* [Goal of the exercise]
Copy out verbatim the lines of the material below, from the line containing "of the white" through the line containing "Target: white rose", both included.

==============================

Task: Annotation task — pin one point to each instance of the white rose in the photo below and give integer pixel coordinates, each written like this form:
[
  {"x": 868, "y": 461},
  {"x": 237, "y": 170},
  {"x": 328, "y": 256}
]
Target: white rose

==============================

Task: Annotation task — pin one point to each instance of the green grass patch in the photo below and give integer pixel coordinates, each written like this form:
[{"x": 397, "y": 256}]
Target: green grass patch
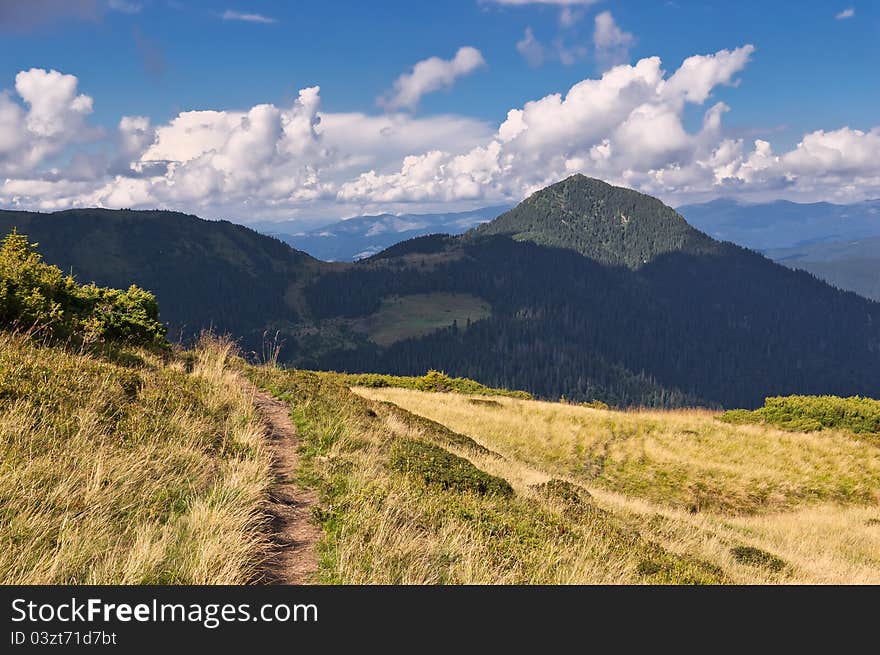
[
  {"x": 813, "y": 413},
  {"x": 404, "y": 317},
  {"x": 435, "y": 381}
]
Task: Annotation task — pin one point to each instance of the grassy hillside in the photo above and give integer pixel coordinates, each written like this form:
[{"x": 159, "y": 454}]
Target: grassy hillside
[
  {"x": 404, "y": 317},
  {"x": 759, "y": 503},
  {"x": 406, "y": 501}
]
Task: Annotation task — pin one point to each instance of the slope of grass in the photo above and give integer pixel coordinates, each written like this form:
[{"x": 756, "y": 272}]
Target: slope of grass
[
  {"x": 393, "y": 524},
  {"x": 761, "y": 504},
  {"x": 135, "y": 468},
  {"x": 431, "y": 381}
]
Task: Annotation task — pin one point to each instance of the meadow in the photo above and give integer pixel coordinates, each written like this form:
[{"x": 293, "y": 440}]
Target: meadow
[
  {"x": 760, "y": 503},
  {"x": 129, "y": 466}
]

==============================

* [Full output]
Task: Annotation task — pin one point to each instance of the white rose in the photo below and give integer pixel coordinates, each written like this form:
[
  {"x": 868, "y": 461},
  {"x": 237, "y": 170},
  {"x": 328, "y": 256}
]
Target: white rose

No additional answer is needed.